● Stated exercise:
Return each line of the records with nothing changed, pictures excepted.

● Entries supplied:
• • • • • • •

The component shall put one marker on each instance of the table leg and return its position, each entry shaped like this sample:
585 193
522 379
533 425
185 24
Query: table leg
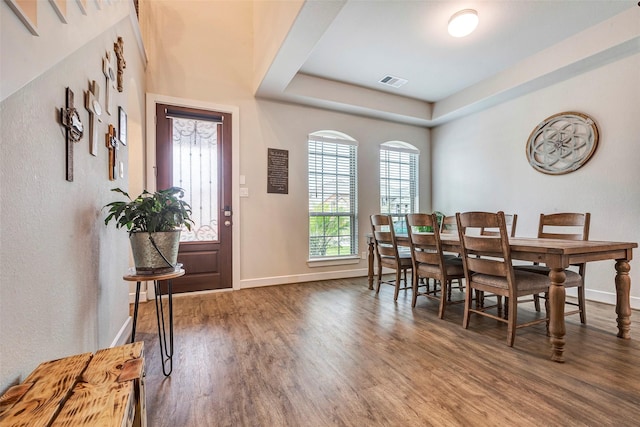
135 312
166 352
557 295
370 258
623 306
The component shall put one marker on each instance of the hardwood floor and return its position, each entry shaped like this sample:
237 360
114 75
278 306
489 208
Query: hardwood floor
333 354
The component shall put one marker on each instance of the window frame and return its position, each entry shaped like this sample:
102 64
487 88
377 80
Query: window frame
411 163
327 153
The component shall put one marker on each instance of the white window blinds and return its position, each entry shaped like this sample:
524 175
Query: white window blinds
332 197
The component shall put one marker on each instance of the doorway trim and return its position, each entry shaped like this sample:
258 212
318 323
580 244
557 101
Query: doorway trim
152 100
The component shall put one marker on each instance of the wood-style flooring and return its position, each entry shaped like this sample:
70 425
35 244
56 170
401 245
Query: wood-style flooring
333 353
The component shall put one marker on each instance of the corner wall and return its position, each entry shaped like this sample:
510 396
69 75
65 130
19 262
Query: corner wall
61 268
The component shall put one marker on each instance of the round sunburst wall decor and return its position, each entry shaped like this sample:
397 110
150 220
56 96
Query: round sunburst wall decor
562 143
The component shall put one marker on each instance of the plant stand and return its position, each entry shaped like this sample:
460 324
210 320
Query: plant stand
166 349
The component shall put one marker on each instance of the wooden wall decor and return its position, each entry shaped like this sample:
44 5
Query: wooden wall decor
92 104
108 70
113 145
277 171
74 129
60 7
118 47
562 143
27 12
82 4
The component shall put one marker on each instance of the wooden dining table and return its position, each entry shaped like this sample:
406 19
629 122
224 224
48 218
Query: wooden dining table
558 255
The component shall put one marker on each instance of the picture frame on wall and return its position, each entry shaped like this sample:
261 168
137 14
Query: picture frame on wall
122 125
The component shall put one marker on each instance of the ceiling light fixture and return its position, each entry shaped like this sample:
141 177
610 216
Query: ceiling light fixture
463 23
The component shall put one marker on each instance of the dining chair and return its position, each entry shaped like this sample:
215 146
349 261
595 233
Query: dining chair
449 225
388 255
429 261
511 220
487 267
571 226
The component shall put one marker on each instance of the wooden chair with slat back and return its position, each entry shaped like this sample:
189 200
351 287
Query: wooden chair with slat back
566 225
511 221
387 253
488 269
429 261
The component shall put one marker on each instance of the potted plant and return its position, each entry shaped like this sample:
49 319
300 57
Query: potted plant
154 221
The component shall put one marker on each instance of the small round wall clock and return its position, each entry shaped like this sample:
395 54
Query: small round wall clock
562 143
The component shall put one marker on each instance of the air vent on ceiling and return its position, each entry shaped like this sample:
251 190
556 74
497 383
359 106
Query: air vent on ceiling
392 81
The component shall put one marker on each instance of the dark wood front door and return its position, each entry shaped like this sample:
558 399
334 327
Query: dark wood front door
193 151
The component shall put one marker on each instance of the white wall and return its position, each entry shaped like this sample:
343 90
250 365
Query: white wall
61 287
273 227
479 163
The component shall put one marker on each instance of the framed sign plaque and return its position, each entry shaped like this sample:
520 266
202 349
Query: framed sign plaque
277 171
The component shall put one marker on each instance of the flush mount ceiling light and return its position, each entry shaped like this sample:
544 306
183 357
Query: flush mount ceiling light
463 23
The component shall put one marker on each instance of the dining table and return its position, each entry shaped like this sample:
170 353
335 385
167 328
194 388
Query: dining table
557 254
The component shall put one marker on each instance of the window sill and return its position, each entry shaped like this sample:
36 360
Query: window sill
323 262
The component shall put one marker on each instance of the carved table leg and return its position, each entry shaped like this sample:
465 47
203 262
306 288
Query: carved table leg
623 306
370 258
557 329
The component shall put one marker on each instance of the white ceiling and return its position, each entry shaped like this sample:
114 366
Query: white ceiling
337 51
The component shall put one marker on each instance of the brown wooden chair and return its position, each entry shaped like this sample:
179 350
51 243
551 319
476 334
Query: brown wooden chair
488 269
511 221
572 226
387 253
429 262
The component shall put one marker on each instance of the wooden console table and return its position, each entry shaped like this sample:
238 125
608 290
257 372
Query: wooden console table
101 389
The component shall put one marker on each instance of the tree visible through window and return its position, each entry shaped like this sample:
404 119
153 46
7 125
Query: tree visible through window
398 181
332 195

• • • • • • •

● Solution to this problem:
The component shall put one marker on each instance of the table leg and return its position, each entry shaped like this sample:
585 193
522 379
533 425
185 24
Query: table leg
135 312
166 352
557 295
370 258
623 306
The component shall put one marker on each instance of the hardwood floor and return its position, each entry shaped like this sample:
237 360
114 75
278 306
489 208
Query: hardwood floor
333 354
The component shall put one marker on each instance of the window frame and return its position, each entry shaped like this sample:
102 64
487 88
377 80
Query: window frame
411 163
327 153
The component shall put one marker on each instance of the white window blinds and return its position, each entry shaped like this sample:
524 175
Query: white window blinds
332 197
The component shall put one marker on each instance of the doorway trim and return its position, each entry shaped like this sample:
258 212
318 323
580 244
557 101
Query: doorway trim
152 100
The component shall put one marker on each instance of the wood-style flooring and return its position, each entry shaped like this sample:
70 425
35 244
56 170
401 245
Query: wood-style flooring
333 353
The component shall put one marker on each instance of the corner wall and return its position, each entry shaped like this sample:
510 396
69 75
65 130
19 262
Query: corner wall
61 268
The component shall put one marker on each instance of the round sunburst wall decor and return its position, each entry shaped like this sample:
397 110
150 220
56 96
Query: round sunburst wall decor
562 143
The component shall put one marker on each instance of the plant stand and return its position, each entry shaped like this sample:
460 324
210 320
Query: plant stand
166 349
The component shall put one marker on each instance of the wooden wall decor and return its position, each entry shaped like this sample:
44 5
Query: wooden wall decor
92 104
108 70
113 145
277 171
74 129
60 7
118 47
562 143
27 12
82 4
The component shall put one marker on each instance of the wooden dining table and return its position, each entry shaped like this sample:
406 19
629 122
224 224
48 218
Query: wooden dining table
558 255
The component shall put one marker on each instance of the picture frame on wall and return its position, each entry shaped like this sample:
261 168
137 14
Query: picture frame on wall
122 125
The component shall put one marker on each instance of the ceiling light fixture and return its position, each entry shaped like this sample:
141 177
610 216
Query: ceiling light fixture
463 23
The component shall put one marker on each instance of the dining chair and return its position, each entry shaped like this sample:
215 146
349 261
595 233
Query: dining chair
449 225
388 255
429 261
511 220
487 267
571 226
The component shall put one marker on each instance of the wooden chair with slat back and return its position, each entry shaped like this sample:
189 200
351 287
Query: wooden chair with slat back
566 225
511 221
387 253
488 269
429 261
The component shall put one marker on each instance of the potted plant and return its position, each entry shaped like this sample:
49 319
300 57
Query: potted plant
154 221
The component shall put one marker on each instance of the small round wall clock and return its position, each entry shaped like this sample:
395 54
Query: small round wall clock
562 143
The component shall put one marker on each instance of the air vent on ceiling and return its position, each entry shaped like this sample:
251 190
556 74
497 383
359 106
Query: air vent on ceiling
392 81
The component shall put one marker on each instance of the dark wood front door and return its position, each entry shaped like this sample:
558 399
334 327
Query: dark wood front door
193 151
The component shall put one marker on each instance of the white wall and return its position, each entry shaped like this sample:
343 90
250 365
Query: white wall
61 287
273 227
479 163
The component shall put one marker on each instance of the framed sign plaque and return its position, each entry shaped like this sample:
520 266
202 349
Query: framed sign plaque
277 171
The component shall put one marker on each instance of the flush mount ceiling light and return its position, each entry shaped like this sample:
544 306
183 357
Query: flush mount ceiling light
463 23
The component shall put one marker on each instance of the dining table and return its position, each entry shaped like this sample:
170 353
335 385
167 328
194 388
Query: dining table
557 254
The component shall put one marker on each instance of the window sill and return its position, each entry shaped like this sample:
36 360
Query: window sill
323 262
The component shall put one marker on each instance of the carved table leg and return its position, each entry shaped like this sample:
465 47
203 262
306 288
Query: carved table leg
623 306
370 258
557 329
The component shall put one marker on each instance of the white ceiling and return its position, each entry shaped like this sample:
114 366
Query: white ceiling
337 51
The component shall put one marker on each instance of the brown wooden chair and return its position, each entry shaped like this sample:
179 350
51 243
551 319
476 334
Query: brown wooden chair
488 269
511 221
572 226
387 253
429 262
The component shall put one marker on each instance of the wooden console table and return its position, each entry shaped like this sample:
238 125
608 290
257 372
Query: wooden console table
101 389
The component shall put one marker on each instance of the tree visible through window and return its position, each entry shaped like this sample:
404 119
153 46
7 125
Query: tree visible through window
398 181
332 195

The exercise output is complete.